* TASK DETAILS:
Can you set out the records below as a numbered list, starting at the first line and ending at the line that contains "[581,334,626,457]", skipping blank lines and leaving out the pictures?
----------
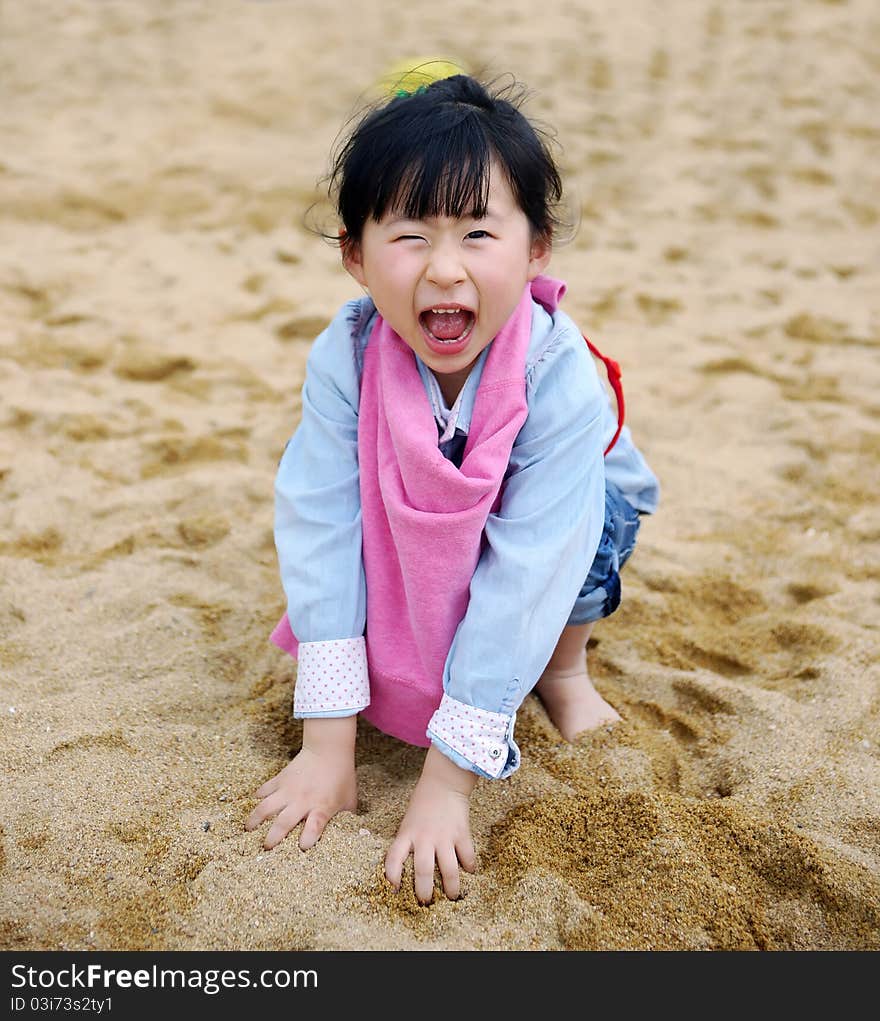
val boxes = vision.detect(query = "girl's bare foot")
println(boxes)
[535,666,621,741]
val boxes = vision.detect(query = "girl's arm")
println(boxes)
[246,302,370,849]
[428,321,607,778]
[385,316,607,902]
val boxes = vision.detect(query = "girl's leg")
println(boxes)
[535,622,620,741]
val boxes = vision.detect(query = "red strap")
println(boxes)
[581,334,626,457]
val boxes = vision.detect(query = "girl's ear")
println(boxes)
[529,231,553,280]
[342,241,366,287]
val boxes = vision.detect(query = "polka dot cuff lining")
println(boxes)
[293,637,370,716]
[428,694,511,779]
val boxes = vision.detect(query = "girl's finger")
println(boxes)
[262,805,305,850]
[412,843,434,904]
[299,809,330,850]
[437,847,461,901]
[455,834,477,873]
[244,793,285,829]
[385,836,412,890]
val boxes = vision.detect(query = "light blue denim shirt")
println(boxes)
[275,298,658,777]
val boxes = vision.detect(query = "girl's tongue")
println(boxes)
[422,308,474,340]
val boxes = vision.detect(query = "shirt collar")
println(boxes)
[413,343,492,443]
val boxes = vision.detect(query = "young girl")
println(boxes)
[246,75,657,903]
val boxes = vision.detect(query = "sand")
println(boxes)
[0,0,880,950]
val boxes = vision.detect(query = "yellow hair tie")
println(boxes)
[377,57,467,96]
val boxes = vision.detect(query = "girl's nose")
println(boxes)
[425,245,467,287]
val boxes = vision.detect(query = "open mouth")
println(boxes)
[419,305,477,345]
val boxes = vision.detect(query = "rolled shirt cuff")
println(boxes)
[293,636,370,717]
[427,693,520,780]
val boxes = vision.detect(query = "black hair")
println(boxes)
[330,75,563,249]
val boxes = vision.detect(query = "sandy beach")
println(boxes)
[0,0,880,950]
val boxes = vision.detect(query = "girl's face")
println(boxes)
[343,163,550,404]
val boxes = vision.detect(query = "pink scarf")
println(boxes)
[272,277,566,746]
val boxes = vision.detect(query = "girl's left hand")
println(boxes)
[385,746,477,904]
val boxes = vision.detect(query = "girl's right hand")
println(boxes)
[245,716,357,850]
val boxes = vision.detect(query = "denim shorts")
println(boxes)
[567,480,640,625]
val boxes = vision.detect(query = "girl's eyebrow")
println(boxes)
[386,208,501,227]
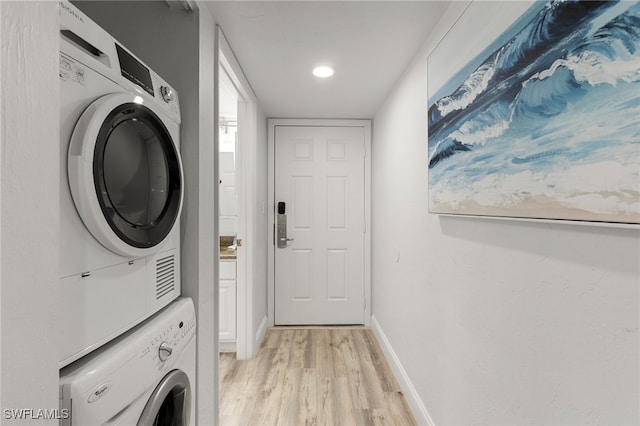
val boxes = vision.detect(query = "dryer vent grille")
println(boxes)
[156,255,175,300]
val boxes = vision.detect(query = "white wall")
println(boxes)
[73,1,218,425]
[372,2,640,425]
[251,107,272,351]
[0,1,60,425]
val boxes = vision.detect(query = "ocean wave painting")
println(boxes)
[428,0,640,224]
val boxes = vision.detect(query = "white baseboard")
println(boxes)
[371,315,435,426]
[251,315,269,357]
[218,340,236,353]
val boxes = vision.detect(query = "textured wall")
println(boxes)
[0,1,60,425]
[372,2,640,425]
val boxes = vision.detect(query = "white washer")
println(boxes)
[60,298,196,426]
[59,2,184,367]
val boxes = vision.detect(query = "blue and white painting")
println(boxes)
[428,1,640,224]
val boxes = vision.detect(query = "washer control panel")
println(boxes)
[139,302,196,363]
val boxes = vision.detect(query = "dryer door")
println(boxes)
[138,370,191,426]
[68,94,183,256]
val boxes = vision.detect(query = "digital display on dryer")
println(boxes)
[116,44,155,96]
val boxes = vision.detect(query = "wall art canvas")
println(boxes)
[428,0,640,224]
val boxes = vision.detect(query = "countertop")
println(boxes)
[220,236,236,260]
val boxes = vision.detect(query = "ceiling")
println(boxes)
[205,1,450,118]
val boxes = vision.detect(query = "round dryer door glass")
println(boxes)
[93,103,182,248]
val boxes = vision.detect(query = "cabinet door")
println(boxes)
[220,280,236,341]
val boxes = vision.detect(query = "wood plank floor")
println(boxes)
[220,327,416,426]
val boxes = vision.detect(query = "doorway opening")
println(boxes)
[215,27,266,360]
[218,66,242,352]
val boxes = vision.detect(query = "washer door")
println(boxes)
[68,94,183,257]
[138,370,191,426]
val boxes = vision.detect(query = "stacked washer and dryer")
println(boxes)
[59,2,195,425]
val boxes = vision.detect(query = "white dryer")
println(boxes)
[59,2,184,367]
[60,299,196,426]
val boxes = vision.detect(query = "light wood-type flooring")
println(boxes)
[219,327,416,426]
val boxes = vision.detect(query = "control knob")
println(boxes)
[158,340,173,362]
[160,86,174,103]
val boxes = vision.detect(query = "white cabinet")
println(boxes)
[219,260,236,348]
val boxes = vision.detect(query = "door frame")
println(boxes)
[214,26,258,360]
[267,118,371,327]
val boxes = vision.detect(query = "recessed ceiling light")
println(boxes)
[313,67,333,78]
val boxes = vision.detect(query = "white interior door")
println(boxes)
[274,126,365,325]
----------
* THE SOLUTION:
1. val boxes = vision.detect(query = "girl's bare foot")
2. println(boxes)
3. [535,666,621,741]
4. val boxes = vision.detect(query = "girl's arm")
5. println(boxes)
6. [246,302,370,849]
7. [428,321,607,778]
8. [385,316,607,902]
9. val boxes = vision.detect(query = "girl's leg")
10. println(boxes)
11. [535,622,620,741]
12. val boxes = vision.detect(query = "red strap")
13. println(boxes)
14. [581,334,626,457]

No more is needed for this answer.